### Required tasks
A) Answer the following from the passage on the marmoset brain cell census.
(i) In whose lab was Krienen a postdoctoral researcher when she led the cellular census?
(ii) What did the team learn was critical to shaping a cell's transcriptomic identity?
(iii) Which cells could the new picture of cellular diversity help researchers pinpoint?
B) Reproduce the passage on the marmoset brain cell census word for word, everything from "The team also" down to "specific brain regions.".
C) Write what comes next in the passage on the marmoset brain cell census, beginning after its final sentence.

[Passage provided]

The team’s analysis is one of the first to compare patterns of gene activity in cells from disparate regions of the marmoset brain. Doing so yielded surprising insights into the factors that shape brain cells’ transcriptomic identities. “What we found is that the cell’s transcriptome contains breadcrumbs that link back to the developmental origin of that cell type,” says Krienen, who led the cellular census as a postdoctoral researcher in McCarroll’s lab. That suggests that comparing cells’ transcriptomes can help scientists figure out how primate brains are assembled, which might lead to insights into neurodevelopmental disorders, she says.
The team also learned that a cell’s location in the brain was critical to shaping its transcriptomic identity. For example, Krienen says, “it turns out that an inhibitory neuron in the cortex doesn’t look very anything like an inhibitory neuron in the thalamus, probably because they have distinct embryonic origins.”
Expanding the cell census
This new picture of cellular diversity in the marmoset brain will help researchers understand how genetic perturbations affect different brain cells and interpret the results of future experiments. Importantly, Krienen says, it could help researchers pinpoint exactly which cells are affected in brain disorders, and how the effects of a disease might localize to specific brain regions.

[/Passage provided]
[Information supplied]

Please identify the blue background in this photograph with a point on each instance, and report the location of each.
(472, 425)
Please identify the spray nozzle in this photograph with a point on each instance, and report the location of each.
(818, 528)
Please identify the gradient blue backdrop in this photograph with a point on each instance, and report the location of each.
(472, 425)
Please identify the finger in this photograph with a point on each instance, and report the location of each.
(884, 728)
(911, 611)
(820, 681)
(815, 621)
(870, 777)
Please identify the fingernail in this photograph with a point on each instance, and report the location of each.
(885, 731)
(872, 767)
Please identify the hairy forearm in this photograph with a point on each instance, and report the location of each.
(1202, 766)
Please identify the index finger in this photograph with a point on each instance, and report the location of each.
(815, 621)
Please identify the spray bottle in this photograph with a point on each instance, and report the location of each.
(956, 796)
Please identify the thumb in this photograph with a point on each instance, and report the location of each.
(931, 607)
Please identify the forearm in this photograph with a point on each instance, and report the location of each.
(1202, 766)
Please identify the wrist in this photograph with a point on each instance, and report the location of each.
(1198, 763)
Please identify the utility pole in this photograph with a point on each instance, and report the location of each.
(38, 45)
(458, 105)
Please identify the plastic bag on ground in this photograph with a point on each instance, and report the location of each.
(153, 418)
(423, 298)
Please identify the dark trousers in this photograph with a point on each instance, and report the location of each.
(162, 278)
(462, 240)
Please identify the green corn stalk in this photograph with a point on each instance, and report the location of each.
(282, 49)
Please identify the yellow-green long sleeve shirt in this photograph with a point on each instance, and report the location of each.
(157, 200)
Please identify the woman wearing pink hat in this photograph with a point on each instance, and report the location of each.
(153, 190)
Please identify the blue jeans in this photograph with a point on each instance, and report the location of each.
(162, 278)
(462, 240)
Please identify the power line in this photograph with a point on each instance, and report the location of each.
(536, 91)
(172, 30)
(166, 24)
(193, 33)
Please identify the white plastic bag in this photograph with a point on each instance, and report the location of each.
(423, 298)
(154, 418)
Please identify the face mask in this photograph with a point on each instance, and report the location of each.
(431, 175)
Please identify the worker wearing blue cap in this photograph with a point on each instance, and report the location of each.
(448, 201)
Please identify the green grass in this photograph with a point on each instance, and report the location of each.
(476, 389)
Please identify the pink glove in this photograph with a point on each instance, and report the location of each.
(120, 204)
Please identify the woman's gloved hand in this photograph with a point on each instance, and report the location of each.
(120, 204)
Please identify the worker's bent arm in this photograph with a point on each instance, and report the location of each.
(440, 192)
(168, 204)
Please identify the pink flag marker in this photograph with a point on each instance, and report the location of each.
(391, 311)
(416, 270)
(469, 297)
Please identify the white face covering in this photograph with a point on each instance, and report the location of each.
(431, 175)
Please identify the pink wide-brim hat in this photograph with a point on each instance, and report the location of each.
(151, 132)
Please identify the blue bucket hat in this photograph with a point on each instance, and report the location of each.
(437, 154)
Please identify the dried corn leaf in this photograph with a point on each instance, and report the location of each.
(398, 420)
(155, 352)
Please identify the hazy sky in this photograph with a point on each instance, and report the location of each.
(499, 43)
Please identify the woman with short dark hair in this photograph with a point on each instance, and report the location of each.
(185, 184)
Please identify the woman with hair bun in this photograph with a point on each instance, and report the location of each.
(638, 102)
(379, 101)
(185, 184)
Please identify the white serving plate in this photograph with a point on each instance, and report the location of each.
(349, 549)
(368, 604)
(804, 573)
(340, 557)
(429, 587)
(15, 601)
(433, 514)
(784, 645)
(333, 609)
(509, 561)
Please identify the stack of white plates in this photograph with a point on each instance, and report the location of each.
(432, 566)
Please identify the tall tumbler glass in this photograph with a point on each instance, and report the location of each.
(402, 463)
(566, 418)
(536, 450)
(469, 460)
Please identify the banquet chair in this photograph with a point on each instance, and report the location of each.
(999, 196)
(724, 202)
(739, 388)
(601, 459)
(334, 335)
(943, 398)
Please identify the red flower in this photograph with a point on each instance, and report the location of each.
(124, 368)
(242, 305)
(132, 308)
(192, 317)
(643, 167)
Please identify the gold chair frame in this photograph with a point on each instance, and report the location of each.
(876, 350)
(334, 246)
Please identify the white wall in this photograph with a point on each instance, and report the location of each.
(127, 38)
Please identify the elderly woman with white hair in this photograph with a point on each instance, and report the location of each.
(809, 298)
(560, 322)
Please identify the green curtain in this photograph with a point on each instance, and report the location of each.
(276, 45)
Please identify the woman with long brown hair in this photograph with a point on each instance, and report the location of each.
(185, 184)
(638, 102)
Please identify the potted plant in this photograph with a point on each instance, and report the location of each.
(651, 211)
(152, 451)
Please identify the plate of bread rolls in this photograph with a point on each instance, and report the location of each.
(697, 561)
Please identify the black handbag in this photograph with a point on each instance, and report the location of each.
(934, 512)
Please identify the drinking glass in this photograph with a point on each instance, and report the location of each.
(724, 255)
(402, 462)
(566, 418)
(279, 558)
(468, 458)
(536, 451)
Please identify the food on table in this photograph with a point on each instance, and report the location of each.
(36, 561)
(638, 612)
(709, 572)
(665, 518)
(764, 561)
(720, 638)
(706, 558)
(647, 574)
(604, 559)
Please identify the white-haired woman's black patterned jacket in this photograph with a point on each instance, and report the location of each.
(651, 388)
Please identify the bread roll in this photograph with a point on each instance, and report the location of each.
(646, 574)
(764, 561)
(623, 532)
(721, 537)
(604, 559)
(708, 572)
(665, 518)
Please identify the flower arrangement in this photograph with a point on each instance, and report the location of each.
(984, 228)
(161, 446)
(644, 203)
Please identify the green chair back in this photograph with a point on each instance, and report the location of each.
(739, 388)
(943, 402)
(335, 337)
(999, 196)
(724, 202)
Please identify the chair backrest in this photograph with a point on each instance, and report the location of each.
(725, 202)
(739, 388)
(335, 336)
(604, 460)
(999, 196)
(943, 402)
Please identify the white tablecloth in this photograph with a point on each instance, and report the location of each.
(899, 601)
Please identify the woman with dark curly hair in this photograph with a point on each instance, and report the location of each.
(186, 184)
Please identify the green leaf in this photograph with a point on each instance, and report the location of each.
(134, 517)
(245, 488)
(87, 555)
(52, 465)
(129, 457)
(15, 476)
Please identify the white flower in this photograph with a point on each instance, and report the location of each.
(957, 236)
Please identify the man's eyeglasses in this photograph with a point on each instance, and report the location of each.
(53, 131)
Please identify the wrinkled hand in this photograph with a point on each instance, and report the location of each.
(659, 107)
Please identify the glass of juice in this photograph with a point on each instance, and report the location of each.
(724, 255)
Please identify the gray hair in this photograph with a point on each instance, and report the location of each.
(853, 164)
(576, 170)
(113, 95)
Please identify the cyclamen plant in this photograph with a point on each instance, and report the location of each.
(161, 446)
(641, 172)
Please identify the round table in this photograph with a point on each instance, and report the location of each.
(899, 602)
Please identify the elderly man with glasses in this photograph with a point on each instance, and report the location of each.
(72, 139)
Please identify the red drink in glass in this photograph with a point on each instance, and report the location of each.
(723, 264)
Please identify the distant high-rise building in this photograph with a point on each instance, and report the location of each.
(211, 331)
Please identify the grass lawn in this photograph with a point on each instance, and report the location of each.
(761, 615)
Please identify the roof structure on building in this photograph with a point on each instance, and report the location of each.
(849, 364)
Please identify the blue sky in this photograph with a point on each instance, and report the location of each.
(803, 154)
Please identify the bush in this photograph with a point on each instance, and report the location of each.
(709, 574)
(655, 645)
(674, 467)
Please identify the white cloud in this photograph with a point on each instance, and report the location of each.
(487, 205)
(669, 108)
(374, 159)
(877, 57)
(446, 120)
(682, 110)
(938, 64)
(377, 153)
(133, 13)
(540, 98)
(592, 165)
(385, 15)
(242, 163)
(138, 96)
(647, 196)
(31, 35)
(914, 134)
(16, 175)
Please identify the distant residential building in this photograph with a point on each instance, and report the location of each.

[/Information supplied]

### Task results
A)
(i) McCarroll's lab.
(ii) The cell's location in the brain.
(iii) Exactly which cells are affected in brain disorders.

B)
The team also learned that a cell’s location in the brain was critical to shaping its transcriptomic identity. For example, Krienen says, “it turns out that an inhibitory neuron in the cortex doesn’t look very anything like an inhibitory neuron in the thalamus, probably because they have distinct embryonic origins.”
Expanding the cell census
This new picture of cellular diversity in the marmoset brain will help researchers understand how genetic perturbations affect different brain cells and interpret the results of future experiments. Importantly, Krienen says, it could help researchers pinpoint exactly which cells are affected in brain disorders, and how the effects of a disease might localize to specific brain regions.

C)
Krienen, McCarroll, and Feng went beyond their initial survey of cellular diversity with analyses of specific subsets of cells, charting the spatial distribution of interneurons in a key region of the prefrontal cortex and visualizing the shapes of several molecularly-defined cell types. Now, they have begun expanding their cell census beyond the 18 brain structures represented in the reported work. As part of the BRAIN Initiative’s Brain Cell Atlas Network (BICAN), the team will profile cells throughout the entire adult marmoset brain, including multiple data types in their analysis. Building on cell census data, NIH BRAIN Initiative has also launched BRAIN CONNECTS projects to map cellular connectivity in the brain.
This work was supported by the National Institutes of Health, the National Science Foundation, MathWorks, MIT, Harvard Medical School, the Broad Institute’s Stanley Center for Psychiatric Research, the Hock E. Tan and K. Lisa Yang Center for Autism Research at MIT, the Poitras Center for Psychiatric Disorders Research at MIT, and the McGovern Institute for Brain Research at MIT.